***** Dados do exercício

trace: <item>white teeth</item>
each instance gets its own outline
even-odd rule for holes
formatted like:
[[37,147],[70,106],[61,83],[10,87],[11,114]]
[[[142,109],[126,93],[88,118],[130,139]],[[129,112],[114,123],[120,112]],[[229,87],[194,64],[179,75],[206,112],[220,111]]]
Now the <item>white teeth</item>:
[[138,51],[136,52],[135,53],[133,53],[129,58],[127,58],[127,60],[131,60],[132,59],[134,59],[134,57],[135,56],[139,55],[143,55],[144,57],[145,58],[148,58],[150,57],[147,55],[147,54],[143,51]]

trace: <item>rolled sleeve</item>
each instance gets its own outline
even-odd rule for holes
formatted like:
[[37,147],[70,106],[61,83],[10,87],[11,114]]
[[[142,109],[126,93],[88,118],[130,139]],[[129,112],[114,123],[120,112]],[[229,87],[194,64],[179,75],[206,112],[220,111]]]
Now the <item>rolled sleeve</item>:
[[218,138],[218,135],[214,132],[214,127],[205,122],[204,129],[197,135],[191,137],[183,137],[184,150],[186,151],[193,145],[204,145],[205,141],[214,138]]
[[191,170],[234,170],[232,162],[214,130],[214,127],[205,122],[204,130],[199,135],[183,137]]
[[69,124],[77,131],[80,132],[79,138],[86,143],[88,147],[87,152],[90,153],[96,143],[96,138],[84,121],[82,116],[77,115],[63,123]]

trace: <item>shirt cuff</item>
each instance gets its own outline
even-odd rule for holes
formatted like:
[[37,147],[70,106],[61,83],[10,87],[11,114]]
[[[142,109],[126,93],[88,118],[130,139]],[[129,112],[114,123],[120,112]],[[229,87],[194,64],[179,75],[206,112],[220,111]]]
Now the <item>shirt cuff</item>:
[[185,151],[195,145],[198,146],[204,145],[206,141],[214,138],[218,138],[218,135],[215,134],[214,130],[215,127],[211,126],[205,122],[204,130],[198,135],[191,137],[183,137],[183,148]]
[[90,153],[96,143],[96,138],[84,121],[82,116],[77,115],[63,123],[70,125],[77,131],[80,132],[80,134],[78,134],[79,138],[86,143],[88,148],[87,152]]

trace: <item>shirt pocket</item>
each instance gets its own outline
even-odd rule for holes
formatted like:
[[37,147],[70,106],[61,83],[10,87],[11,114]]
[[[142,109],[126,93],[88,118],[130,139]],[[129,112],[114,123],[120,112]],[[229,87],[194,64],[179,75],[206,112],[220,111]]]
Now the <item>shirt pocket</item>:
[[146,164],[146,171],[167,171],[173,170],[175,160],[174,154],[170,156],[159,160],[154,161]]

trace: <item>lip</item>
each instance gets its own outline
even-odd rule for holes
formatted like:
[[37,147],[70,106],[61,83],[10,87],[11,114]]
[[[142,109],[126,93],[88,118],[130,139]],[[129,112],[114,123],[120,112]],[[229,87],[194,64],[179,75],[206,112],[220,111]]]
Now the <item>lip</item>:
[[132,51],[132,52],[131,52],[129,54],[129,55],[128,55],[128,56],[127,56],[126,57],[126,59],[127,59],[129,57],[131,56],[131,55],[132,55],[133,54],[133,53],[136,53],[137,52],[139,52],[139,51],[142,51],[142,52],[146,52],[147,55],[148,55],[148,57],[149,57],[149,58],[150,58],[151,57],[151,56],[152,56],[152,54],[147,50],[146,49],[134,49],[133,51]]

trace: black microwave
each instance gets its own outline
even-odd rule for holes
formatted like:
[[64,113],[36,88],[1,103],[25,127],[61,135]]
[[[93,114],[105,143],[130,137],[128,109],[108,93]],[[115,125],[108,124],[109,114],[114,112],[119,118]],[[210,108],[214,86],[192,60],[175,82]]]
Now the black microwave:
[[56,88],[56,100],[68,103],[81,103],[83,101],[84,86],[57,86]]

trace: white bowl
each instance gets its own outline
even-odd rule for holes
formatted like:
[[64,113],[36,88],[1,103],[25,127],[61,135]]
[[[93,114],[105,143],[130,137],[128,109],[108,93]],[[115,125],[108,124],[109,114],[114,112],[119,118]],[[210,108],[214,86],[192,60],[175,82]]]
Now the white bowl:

**********

> Tarefa proposta
Reescreva as linhas entre a que contém "trace: black microwave" e a que contém "[[56,88],[56,100],[68,103],[81,103],[83,101],[84,86],[57,86]]", inclusive, com os pedidos, somando -23 a cada coordenada das respostas. Os números dos pedidos e dos modelos de formato ficam como estão.

> Resposta esperada
trace: black microwave
each instance gets its own outline
even-odd rule for holes
formatted like:
[[64,113],[36,88],[1,103],[25,127],[61,135]]
[[[93,114],[105,143],[130,137],[128,109],[108,93]],[[115,125],[108,124],[109,114],[114,112],[119,118]],[[210,108],[214,86],[192,60],[175,82]]]
Now the black microwave:
[[33,65],[33,77],[45,80],[58,80],[60,78],[61,63],[34,63]]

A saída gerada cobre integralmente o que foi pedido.